INPUT RECORDS —
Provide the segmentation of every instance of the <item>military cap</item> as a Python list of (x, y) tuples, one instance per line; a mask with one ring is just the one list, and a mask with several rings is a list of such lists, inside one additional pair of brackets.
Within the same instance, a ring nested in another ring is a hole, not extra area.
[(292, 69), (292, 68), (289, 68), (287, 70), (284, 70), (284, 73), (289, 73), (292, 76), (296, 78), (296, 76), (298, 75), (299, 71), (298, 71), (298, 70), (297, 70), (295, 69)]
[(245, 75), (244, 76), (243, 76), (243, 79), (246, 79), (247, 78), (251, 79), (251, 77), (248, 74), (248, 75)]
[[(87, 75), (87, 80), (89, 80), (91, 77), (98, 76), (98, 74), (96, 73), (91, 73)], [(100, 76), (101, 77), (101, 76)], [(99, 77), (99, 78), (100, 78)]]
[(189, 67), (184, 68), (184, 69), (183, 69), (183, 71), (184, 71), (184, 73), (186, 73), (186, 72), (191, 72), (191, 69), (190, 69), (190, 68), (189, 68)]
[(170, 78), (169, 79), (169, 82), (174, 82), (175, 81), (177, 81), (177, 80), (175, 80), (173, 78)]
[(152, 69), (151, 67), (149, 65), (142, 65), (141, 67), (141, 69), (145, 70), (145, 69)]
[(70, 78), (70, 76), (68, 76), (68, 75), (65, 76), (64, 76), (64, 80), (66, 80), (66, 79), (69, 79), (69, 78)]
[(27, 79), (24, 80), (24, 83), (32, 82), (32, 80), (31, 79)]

TASK BRIEF —
Reproduce the rows from the start through the line containing "74), (248, 75)]", both ends included, with the instructions unchanged and 142 added to every x and y value of the polygon vertex coordinates.

REPLY —
Provide the segmentation of every instance of the <item>military cap</item> as a Python list of (x, y) tuples, one instance per line; a mask with one ring is just the one list, and a mask with several rings is a list of such lists, inside one additional pair of brackets.
Within the same instance, a ring nested in another ring is a hole, not extra area.
[(434, 211), (434, 210), (431, 210), (429, 212), (426, 212), (426, 215), (431, 215), (434, 218), (438, 220), (438, 218), (440, 217), (441, 213), (440, 213), (440, 212), (439, 212), (437, 211)]
[(387, 217), (386, 218), (385, 218), (385, 221), (388, 221), (389, 220), (393, 221), (393, 219), (390, 216), (390, 217)]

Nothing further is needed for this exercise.